> [Extrait de page]:
━━━━
De nouvelles chaussures ou de nouveaux vêtements pour les enfants et manger de la viande sont devenus des luxes.
L'eau courante et l'électricité sont limitées, et elles apparaissent et disparaissent tout au long de la journée - parfois, il peut se passer plusieurs jours sans que l'une ou l'autre ne soit disponible.
De nombreuses personnes sont au chômage et la majorité des magasins et des centres d'affaires de Mekelle sont fermés car ils ne peuvent pas payer le loyer de leurs magasins ou manquent de fournitures à vendre.
En conséquence, les gens ont commencé à vendre leurs biens tels que voitures, meubles et bijoux pour acheter de la nourriture. Et ils sont obligés de vendre à un prix très bas.
Une bague en or de 21 carats, qui coûtait autrefois 64 dollars (38 279 FCFA), peut être vendue pour seulement 12 dollars (7 177 FCFA). Une voiture peut être vendue 7 000 dollars (4 187 213 FCFA) alors qu'elle en coûtait 16 000 (9 570 774).
━━━━
Modifiez, dans l'extrait sur Mekelle, la partie qui s'ouvre sur les mots contenant « De nombreuses personnes » et se ferme sur « fournitures à vendre. » : remplacez « au chômage » par « sans emploi » et recopiez-la. Les enregistrements n'ont aucun rapport avec l'extrait.

[Données d'expressions référentielles]
━━━━
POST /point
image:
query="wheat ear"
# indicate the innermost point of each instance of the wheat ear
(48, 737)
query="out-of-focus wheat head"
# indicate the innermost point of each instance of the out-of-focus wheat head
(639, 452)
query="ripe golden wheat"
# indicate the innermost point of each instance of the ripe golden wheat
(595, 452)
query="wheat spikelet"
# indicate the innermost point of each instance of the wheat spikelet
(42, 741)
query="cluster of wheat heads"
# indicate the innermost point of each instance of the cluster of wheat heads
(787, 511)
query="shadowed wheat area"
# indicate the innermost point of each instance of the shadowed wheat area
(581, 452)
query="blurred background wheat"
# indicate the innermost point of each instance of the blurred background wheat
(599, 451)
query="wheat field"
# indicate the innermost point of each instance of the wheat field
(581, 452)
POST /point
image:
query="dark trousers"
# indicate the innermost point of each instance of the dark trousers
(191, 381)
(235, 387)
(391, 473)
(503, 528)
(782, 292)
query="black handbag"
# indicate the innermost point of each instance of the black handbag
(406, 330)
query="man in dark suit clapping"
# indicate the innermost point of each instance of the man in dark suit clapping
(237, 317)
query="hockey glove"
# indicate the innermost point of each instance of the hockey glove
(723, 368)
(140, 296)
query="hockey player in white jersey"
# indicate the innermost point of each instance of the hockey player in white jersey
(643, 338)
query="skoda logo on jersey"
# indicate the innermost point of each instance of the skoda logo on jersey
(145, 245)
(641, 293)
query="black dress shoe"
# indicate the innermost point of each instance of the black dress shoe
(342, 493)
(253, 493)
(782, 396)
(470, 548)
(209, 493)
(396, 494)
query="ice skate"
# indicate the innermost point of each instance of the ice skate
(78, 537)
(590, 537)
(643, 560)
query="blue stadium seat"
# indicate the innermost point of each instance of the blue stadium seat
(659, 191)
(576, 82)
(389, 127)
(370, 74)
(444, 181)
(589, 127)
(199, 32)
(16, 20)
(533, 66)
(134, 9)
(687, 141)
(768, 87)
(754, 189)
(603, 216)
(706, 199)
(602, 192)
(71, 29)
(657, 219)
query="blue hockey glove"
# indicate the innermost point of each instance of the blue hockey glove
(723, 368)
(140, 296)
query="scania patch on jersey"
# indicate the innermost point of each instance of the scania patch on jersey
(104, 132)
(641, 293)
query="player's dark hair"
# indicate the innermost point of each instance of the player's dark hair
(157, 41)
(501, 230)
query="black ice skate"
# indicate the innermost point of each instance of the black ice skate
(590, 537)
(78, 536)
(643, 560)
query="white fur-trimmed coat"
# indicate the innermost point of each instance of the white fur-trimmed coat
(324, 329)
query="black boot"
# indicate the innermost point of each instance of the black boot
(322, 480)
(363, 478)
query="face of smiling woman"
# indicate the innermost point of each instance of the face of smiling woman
━━━━
> [Corrigé]:
De nombreuses personnes sont sans emploi et la majorité des magasins et des centres d'affaires de Mekelle sont fermés car ils ne peuvent pas payer le loyer de leurs magasins ou manquent de fournitures à vendre.